(begin)

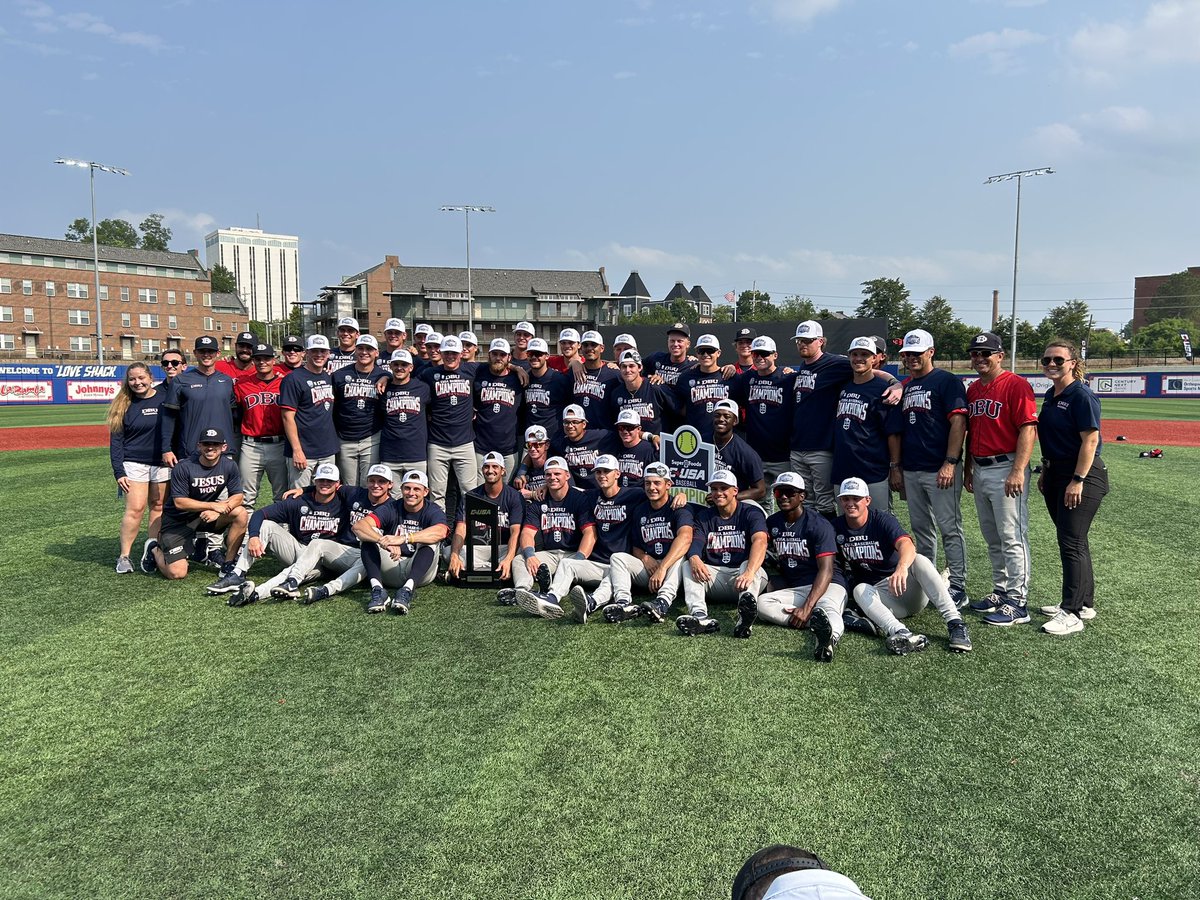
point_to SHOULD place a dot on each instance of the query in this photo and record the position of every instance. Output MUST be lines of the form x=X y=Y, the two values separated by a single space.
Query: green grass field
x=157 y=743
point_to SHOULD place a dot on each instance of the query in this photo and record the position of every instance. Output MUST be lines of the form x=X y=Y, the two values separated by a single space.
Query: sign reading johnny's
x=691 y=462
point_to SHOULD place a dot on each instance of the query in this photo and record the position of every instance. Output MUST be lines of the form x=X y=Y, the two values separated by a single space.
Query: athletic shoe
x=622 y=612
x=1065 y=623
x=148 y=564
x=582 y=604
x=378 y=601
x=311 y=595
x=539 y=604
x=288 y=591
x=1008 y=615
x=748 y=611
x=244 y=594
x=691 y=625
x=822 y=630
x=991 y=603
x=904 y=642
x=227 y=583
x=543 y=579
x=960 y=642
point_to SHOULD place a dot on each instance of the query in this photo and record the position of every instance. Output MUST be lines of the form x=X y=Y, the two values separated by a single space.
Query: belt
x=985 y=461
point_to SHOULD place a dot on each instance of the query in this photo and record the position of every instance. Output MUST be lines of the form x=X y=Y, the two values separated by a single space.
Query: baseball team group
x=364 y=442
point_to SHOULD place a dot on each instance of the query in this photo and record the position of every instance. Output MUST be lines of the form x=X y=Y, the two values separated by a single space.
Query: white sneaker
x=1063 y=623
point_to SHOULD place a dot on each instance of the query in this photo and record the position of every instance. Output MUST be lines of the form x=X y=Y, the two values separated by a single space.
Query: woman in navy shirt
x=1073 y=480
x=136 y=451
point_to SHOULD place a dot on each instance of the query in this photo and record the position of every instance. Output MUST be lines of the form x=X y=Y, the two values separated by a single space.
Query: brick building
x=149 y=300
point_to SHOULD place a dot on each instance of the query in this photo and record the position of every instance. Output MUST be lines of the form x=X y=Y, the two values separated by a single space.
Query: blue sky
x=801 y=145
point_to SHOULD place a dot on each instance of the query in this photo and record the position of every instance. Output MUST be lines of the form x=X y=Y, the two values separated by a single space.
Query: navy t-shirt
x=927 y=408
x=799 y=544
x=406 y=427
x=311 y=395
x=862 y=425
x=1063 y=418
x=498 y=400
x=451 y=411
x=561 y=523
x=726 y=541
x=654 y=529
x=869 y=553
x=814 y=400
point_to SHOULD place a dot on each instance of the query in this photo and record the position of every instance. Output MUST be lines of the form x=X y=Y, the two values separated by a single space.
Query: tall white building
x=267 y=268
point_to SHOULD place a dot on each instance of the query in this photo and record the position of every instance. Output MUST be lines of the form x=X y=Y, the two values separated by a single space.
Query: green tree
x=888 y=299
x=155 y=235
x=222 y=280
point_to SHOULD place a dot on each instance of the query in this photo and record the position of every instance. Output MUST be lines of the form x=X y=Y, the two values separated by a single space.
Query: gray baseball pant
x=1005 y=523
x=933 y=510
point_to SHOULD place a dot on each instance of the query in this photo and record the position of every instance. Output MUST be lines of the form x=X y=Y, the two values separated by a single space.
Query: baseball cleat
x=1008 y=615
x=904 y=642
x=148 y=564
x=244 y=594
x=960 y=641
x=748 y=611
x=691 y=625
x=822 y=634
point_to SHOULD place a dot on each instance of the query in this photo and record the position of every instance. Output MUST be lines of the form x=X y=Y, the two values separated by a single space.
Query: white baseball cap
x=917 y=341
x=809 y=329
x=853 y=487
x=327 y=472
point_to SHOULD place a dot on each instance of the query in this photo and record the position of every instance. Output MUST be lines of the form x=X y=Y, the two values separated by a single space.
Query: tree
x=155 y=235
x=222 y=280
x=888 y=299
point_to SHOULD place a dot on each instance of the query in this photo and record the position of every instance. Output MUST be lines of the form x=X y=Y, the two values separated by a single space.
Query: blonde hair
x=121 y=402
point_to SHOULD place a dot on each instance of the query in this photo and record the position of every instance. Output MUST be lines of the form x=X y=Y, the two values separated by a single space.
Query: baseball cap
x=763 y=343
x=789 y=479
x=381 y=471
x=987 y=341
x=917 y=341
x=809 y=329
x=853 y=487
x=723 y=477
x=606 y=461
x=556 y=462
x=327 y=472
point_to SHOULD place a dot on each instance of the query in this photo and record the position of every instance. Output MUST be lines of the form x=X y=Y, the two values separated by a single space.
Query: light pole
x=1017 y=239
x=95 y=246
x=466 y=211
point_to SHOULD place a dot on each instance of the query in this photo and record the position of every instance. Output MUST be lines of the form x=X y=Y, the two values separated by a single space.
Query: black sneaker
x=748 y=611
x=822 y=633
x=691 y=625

(end)
(begin)

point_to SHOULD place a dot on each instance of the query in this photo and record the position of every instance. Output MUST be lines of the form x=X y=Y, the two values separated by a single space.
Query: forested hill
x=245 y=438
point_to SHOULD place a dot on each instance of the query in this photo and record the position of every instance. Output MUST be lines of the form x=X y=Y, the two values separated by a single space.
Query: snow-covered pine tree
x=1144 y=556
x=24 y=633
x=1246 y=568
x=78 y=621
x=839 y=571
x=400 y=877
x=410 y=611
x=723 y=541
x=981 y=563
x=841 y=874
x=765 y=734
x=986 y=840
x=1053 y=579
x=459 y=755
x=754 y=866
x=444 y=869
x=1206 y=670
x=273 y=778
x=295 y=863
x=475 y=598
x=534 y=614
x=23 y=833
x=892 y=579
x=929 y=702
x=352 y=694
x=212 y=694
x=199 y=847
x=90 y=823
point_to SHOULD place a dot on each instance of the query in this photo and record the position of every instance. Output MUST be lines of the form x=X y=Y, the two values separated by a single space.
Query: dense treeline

(end)

Show each line from the records that contains the word "white", copying every such line in full.

▶ _The response_
Query: white sneaker
Query: tall white building
Query: white baseball cap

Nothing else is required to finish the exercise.